* START Extract to read *

If a defendant can’t pay the bond in its entirely, they may rely on a bail bond agent who charges a fee – often around 10 percent of the bond amount – to get them out of jail. Then, that agent is financially liable for the full bond amount if the defendant does not show up for court.

Bail bondsmen argue that this system of using a third party with a vested interest in getting defendants to trial works well in most cases, and allows most arrestees to get out.

Reform advocates argue that it makes wealth the determining factor in whether a person is freed or not, and think risk – either to public safety or that they would abscond and fail to appear for trial – should be the determinant. While jail population numbers are fluid, reports show that tens of thousands of people in local jails across Texas are awaiting trial.

This year, in another address to lawmakers, Chief Justice Hecht told lawmakers it was time use better methods to decide whether someone is so dangerous or so likely to flee before their trial that they have to be held in jail.

While Hecht’s pitch was largely similar to the pitch he made two years ago, the landscape looks very different. Cities and states across the country have been looking critically at cash bail – California banned it entirely. In Texas, federal judges called bail practices in Dallas and Harris Counties unconstitutional. And last summer, Gov. Greg Abbott threw his support behind bail reform.

* END Extract to read *

Required work ::
**a)** Answer these questions from the passage on bail reform:
(i) About what share of the bond amount does a bail bond agent often charge as a fee?
(ii) Which state banned cash bail entirely?
(iii) In which two Texas counties did federal judges call bail practices unconstitutional?
**b)** Using the passage on bail reform, explain in one to three sentences why a bail bond agent has a stake in the defendant appearing in court.
The records were drawn from a separate source.

* START Provided information *

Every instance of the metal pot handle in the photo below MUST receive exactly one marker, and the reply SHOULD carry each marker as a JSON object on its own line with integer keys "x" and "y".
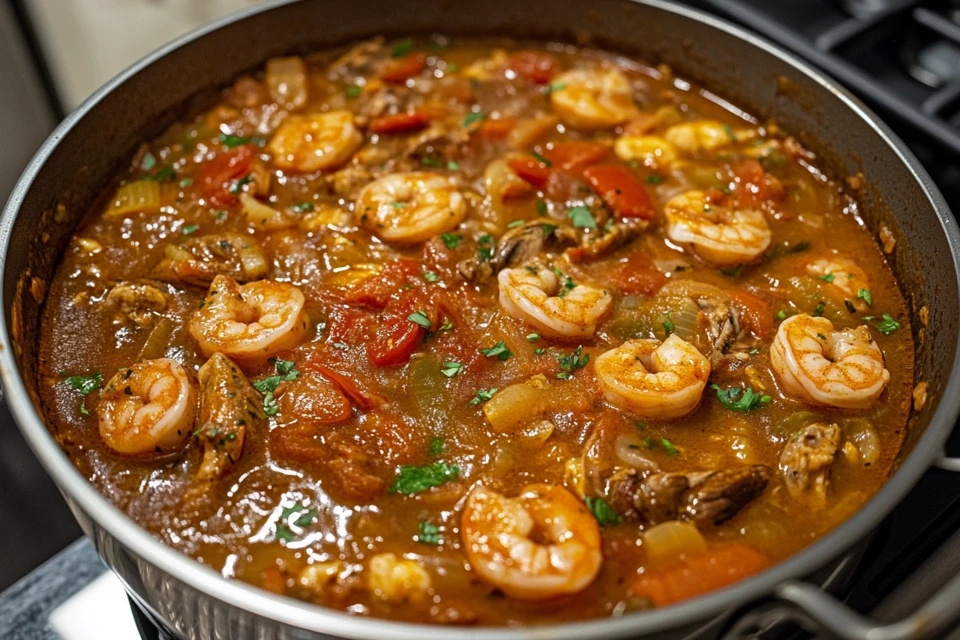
{"x": 820, "y": 613}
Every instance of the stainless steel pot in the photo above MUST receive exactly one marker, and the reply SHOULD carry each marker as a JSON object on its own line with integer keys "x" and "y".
{"x": 195, "y": 602}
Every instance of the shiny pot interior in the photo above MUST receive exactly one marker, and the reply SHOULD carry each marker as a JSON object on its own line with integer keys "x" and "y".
{"x": 84, "y": 152}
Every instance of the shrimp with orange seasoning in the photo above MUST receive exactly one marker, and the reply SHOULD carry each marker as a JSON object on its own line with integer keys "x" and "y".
{"x": 147, "y": 408}
{"x": 498, "y": 538}
{"x": 823, "y": 366}
{"x": 653, "y": 379}
{"x": 251, "y": 322}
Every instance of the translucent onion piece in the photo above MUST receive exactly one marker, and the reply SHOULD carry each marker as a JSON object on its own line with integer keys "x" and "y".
{"x": 671, "y": 541}
{"x": 287, "y": 81}
{"x": 629, "y": 450}
{"x": 135, "y": 197}
{"x": 264, "y": 216}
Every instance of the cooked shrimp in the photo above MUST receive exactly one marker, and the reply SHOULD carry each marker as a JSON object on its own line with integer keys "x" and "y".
{"x": 593, "y": 98}
{"x": 822, "y": 366}
{"x": 651, "y": 151}
{"x": 704, "y": 135}
{"x": 497, "y": 534}
{"x": 653, "y": 379}
{"x": 313, "y": 142}
{"x": 842, "y": 273}
{"x": 560, "y": 309}
{"x": 251, "y": 322}
{"x": 147, "y": 408}
{"x": 719, "y": 234}
{"x": 410, "y": 207}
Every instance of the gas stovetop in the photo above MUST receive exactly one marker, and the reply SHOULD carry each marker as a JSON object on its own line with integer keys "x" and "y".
{"x": 903, "y": 58}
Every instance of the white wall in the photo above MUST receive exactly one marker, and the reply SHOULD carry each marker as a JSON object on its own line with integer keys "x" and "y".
{"x": 87, "y": 42}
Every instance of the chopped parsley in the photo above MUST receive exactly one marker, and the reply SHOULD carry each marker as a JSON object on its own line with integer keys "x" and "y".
{"x": 231, "y": 141}
{"x": 286, "y": 372}
{"x": 581, "y": 217}
{"x": 482, "y": 395}
{"x": 572, "y": 361}
{"x": 429, "y": 533}
{"x": 451, "y": 368}
{"x": 305, "y": 518}
{"x": 539, "y": 158}
{"x": 473, "y": 116}
{"x": 498, "y": 350}
{"x": 411, "y": 480}
{"x": 740, "y": 399}
{"x": 451, "y": 240}
{"x": 420, "y": 318}
{"x": 603, "y": 512}
{"x": 84, "y": 385}
{"x": 884, "y": 324}
{"x": 436, "y": 447}
{"x": 402, "y": 48}
{"x": 567, "y": 283}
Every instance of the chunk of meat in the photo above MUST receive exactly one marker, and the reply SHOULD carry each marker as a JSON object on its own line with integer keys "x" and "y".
{"x": 702, "y": 497}
{"x": 229, "y": 406}
{"x": 807, "y": 459}
{"x": 139, "y": 303}
{"x": 197, "y": 261}
{"x": 516, "y": 247}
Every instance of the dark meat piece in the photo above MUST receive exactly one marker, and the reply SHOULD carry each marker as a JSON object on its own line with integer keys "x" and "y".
{"x": 197, "y": 261}
{"x": 517, "y": 246}
{"x": 722, "y": 327}
{"x": 229, "y": 406}
{"x": 614, "y": 237}
{"x": 807, "y": 459}
{"x": 136, "y": 302}
{"x": 704, "y": 498}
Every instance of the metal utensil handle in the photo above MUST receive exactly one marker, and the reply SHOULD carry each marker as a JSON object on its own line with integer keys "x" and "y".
{"x": 819, "y": 612}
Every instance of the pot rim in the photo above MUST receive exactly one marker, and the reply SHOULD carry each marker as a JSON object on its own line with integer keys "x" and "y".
{"x": 329, "y": 621}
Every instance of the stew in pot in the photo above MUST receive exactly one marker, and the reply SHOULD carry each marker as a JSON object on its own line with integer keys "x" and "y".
{"x": 478, "y": 332}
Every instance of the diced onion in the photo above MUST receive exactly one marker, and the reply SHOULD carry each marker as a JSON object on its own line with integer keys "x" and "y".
{"x": 287, "y": 81}
{"x": 864, "y": 437}
{"x": 671, "y": 541}
{"x": 629, "y": 447}
{"x": 263, "y": 216}
{"x": 135, "y": 197}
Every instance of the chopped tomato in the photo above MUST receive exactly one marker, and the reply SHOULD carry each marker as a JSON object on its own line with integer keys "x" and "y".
{"x": 398, "y": 335}
{"x": 377, "y": 290}
{"x": 532, "y": 65}
{"x": 217, "y": 175}
{"x": 363, "y": 399}
{"x": 638, "y": 276}
{"x": 399, "y": 122}
{"x": 530, "y": 169}
{"x": 756, "y": 316}
{"x": 399, "y": 70}
{"x": 694, "y": 576}
{"x": 576, "y": 156}
{"x": 621, "y": 190}
{"x": 496, "y": 129}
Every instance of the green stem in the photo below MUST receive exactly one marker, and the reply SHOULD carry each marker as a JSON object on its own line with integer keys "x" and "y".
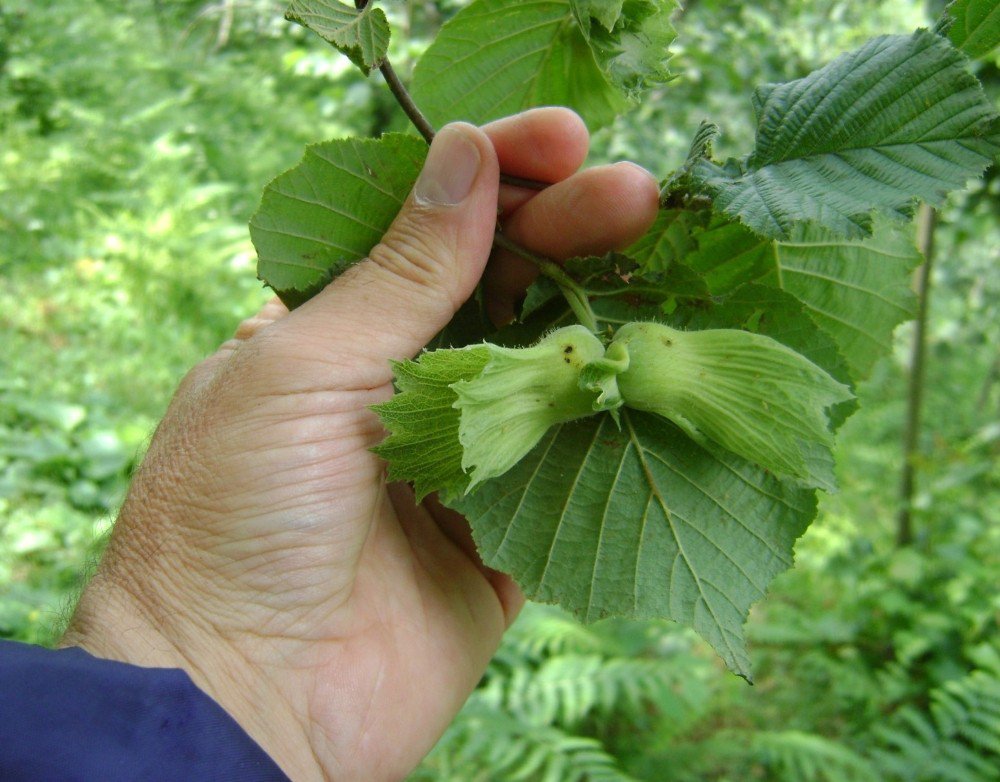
{"x": 402, "y": 96}
{"x": 575, "y": 296}
{"x": 926, "y": 222}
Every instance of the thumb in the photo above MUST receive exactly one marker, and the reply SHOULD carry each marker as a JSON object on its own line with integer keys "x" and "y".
{"x": 427, "y": 264}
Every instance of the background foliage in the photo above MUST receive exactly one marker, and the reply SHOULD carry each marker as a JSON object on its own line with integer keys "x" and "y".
{"x": 136, "y": 136}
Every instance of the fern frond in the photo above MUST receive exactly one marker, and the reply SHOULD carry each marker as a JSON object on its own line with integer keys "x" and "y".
{"x": 486, "y": 743}
{"x": 567, "y": 689}
{"x": 806, "y": 757}
{"x": 958, "y": 741}
{"x": 543, "y": 631}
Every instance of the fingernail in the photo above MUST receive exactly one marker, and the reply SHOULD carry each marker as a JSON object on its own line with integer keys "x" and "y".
{"x": 451, "y": 168}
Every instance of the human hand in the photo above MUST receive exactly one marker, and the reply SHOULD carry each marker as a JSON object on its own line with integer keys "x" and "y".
{"x": 260, "y": 547}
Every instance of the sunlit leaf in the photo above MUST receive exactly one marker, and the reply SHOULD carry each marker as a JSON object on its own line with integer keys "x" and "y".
{"x": 976, "y": 26}
{"x": 641, "y": 521}
{"x": 498, "y": 57}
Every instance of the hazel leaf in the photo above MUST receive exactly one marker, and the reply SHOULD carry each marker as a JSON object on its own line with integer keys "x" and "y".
{"x": 360, "y": 34}
{"x": 747, "y": 392}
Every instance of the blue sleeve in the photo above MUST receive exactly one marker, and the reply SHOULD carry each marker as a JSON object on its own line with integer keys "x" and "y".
{"x": 66, "y": 715}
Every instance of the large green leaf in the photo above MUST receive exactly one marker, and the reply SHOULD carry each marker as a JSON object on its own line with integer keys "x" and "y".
{"x": 330, "y": 210}
{"x": 641, "y": 521}
{"x": 976, "y": 29}
{"x": 856, "y": 291}
{"x": 499, "y": 57}
{"x": 899, "y": 119}
{"x": 362, "y": 35}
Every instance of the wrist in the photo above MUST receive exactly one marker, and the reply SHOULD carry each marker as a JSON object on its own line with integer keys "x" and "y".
{"x": 114, "y": 623}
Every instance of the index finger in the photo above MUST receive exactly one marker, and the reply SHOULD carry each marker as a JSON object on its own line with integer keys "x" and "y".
{"x": 547, "y": 144}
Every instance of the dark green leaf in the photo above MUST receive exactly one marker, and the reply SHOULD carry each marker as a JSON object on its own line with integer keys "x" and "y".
{"x": 330, "y": 210}
{"x": 362, "y": 35}
{"x": 641, "y": 521}
{"x": 899, "y": 119}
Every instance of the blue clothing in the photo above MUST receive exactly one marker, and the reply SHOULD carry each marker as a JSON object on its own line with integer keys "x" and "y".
{"x": 66, "y": 716}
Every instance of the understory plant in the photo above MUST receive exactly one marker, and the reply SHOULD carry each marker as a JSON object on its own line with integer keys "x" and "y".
{"x": 648, "y": 438}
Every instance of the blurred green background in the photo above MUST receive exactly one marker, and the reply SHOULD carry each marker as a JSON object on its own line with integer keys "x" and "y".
{"x": 135, "y": 138}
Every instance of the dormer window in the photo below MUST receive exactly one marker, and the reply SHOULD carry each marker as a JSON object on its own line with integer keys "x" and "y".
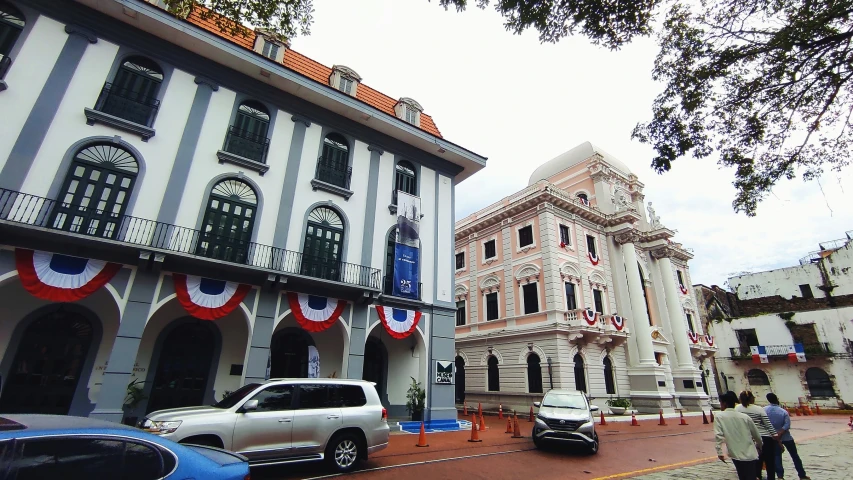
{"x": 344, "y": 79}
{"x": 409, "y": 110}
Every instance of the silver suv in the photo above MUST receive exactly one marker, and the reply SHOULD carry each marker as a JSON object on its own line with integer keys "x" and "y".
{"x": 285, "y": 420}
{"x": 565, "y": 416}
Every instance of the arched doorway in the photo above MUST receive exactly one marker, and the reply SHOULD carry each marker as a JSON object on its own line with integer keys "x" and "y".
{"x": 289, "y": 353}
{"x": 48, "y": 364}
{"x": 460, "y": 379}
{"x": 183, "y": 366}
{"x": 376, "y": 366}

* END Provided information *

Answers for this exercise ::
**a)**
(i) Around 10 percent of the bond amount.
(ii) California.
(iii) Dallas and Harris Counties.

**b)** After charging a fee, the agent becomes financially liable for the full bond amount if the defendant does not show up for court. Bail bondsmen therefore describe the system as using a third party with a vested interest in getting defendants to trial.